— BEGIN —

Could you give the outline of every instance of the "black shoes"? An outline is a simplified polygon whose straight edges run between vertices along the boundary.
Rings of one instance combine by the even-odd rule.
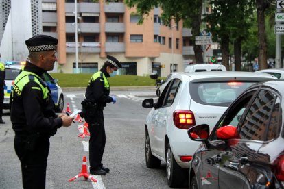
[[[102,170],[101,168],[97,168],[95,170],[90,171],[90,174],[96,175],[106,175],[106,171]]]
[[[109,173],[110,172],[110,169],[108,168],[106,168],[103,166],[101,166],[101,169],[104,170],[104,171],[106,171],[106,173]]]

— END —
— BEGIN —

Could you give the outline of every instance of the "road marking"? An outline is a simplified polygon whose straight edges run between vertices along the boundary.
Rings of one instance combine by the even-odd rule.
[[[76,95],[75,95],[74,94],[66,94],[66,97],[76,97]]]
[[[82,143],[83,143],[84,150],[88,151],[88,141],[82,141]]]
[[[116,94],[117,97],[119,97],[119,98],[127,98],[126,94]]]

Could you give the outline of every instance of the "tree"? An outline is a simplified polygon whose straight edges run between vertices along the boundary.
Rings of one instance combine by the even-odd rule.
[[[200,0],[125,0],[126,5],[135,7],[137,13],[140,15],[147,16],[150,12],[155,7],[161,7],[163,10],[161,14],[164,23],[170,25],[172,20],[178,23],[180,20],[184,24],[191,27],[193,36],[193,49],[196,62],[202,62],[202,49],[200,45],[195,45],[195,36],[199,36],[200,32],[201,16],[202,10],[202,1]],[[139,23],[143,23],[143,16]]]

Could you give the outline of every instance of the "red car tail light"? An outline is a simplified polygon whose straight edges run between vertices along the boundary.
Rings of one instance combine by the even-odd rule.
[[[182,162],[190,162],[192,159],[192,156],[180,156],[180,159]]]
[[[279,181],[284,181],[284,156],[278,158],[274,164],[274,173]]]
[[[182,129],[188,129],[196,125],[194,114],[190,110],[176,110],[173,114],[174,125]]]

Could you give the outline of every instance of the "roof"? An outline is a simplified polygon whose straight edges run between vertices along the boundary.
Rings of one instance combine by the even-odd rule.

— END —

**EXERCISE INSTRUCTIONS:** State how many lines in the items above contain the word "every", and give only that number.

**CORRECT RESULT:** 5